DATA FOR THIS TASK |
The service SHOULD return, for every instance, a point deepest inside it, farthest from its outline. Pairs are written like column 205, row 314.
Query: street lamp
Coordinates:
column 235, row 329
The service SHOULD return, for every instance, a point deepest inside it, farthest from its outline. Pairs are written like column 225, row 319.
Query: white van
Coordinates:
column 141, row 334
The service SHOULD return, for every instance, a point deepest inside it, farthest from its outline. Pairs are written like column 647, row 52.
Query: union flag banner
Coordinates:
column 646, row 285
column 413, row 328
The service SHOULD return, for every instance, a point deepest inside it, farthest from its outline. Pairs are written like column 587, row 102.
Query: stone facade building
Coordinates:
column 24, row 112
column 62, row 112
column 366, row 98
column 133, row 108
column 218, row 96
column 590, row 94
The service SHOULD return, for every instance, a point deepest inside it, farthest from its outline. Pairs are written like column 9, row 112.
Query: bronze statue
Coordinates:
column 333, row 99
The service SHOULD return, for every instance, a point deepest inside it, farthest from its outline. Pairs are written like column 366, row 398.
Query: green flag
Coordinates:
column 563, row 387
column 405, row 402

WHAT TO DO |
Format every line of the rows above as a JSON list of strings, with one string per line and no blank lines.

FULL RESPONSE |
[
  "The service SHOULD return, for every instance, a point deepest inside it, farthest from its outline. Pairs are written like column 205, row 314.",
  "Query: street lamp",
  "Coordinates:",
  "column 235, row 329",
  "The service SHOULD return, for every instance, a point deepest inside it, farthest from its outline. Pairs are written like column 225, row 319.",
  "Query: white van",
  "Coordinates:",
  "column 141, row 334",
  "The service SHOULD return, for every instance, a point deepest inside it, farthest from its outline. Pairs are written like column 647, row 52.",
  "Query: union flag banner",
  "Coordinates:",
  "column 646, row 285",
  "column 413, row 328",
  "The service SHOULD return, for every instance, a point deepest inside it, farthest from its outline. Pairs are written like column 587, row 102.",
  "Query: stone facade building",
  "Coordinates:",
  "column 24, row 112",
  "column 62, row 112",
  "column 366, row 98",
  "column 133, row 108",
  "column 218, row 96",
  "column 590, row 94",
  "The service SHOULD return, for every instance, a point deepest inside it, farthest from its outline. Pairs are written like column 9, row 112.",
  "Query: bronze statue",
  "Coordinates:",
  "column 333, row 99",
  "The service SHOULD return, for every instance, a point deepest inside it, farthest from its outline. Pairs are written like column 366, row 398.",
  "Query: green flag",
  "Coordinates:",
  "column 563, row 387",
  "column 405, row 402"
]